*** Begin section ***

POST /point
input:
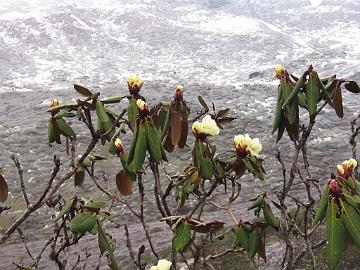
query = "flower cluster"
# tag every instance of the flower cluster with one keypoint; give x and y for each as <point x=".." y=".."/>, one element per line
<point x="207" y="127"/>
<point x="162" y="265"/>
<point x="179" y="92"/>
<point x="279" y="70"/>
<point x="134" y="84"/>
<point x="346" y="168"/>
<point x="54" y="103"/>
<point x="141" y="104"/>
<point x="119" y="147"/>
<point x="245" y="145"/>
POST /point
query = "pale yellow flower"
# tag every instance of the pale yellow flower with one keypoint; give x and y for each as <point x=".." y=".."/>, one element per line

*** End section ***

▶ [Work instructions]:
List all lines in the material containing the string "query".

▶ [Exercise output]:
query = "flower cluster"
query = "pale yellow flower"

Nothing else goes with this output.